Which lines in the records below contain the string "plant"? Pull out each of them, counting only matches with the same capitalization.

* Records *
START

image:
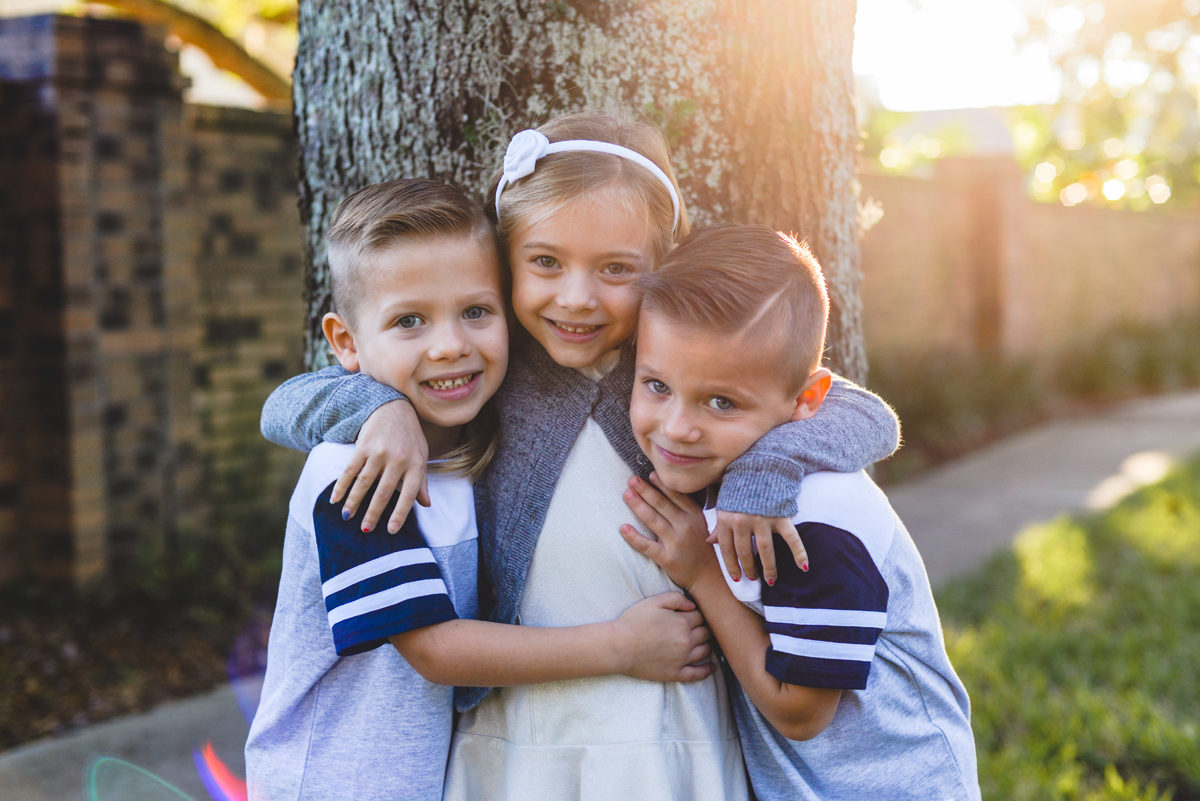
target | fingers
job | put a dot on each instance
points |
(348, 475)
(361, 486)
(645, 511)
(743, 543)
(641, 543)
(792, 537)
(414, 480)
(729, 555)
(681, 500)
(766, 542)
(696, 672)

END
START

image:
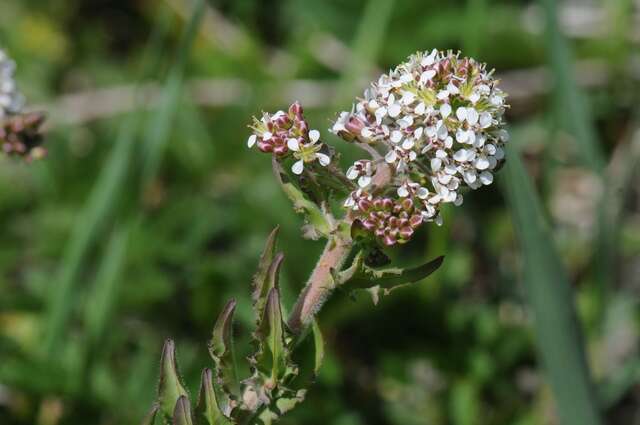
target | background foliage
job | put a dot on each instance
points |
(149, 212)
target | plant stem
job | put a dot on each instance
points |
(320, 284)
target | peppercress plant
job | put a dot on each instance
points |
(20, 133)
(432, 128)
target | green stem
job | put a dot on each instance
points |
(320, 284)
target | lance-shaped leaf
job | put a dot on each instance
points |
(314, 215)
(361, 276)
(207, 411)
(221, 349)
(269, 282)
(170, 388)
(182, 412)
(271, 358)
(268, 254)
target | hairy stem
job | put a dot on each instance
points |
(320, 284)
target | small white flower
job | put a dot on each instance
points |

END

* Worked answer *
target | plant stem
target | peppercress plant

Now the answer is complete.